WORK TO BE COMPLETED:
Can you copy out every one of the lines below, word for word?

Pointing lines:
========================================================================

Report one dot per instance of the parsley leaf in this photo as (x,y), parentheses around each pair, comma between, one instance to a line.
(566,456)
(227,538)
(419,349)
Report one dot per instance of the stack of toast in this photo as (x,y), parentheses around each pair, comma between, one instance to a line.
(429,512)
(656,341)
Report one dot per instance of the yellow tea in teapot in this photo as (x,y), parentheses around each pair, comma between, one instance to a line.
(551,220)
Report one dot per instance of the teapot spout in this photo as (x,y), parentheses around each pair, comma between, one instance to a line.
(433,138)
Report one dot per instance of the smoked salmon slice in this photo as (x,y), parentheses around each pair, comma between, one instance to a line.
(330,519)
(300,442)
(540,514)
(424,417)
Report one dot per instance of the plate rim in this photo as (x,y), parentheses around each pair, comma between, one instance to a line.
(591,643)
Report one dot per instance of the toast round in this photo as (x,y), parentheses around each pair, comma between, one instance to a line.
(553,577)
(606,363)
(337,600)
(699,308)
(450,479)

========================================================================

RESPONSE TO THE EXERCISE:
Report one dot per instance of the parsley leaf in this photo as (x,y), parentheses around each pair, comma between, one instance to a line.
(566,456)
(227,538)
(419,349)
Report one dot per instance of the stack of toast in this photo as (x,y), parentheses around each pair, comma between, one instance to a line.
(429,512)
(656,341)
Report one dot per instance of the yellow tea in teapot in this photo as (x,y), parentheses around each pair, comma between, one instance to a line.
(551,220)
Report one dot per instance of the teapot spout in this photo as (x,y), parentheses around each pair, comma between, one instance to a line.
(433,138)
Report one dot per instance of the smoked salmon slice in this photo as (x,y), parentheses around each pair, comma between, one instance to a line.
(330,519)
(300,442)
(540,514)
(424,417)
Report one dot per instance of the plate rim in this photo as (x,y), parentheses around each pair, comma between, one instance to a line.
(591,643)
Report one dot per instance of the toast round in this photo as (x,y), parentheses around each pair, comma between, one instance to a line.
(553,577)
(606,363)
(337,600)
(699,308)
(450,479)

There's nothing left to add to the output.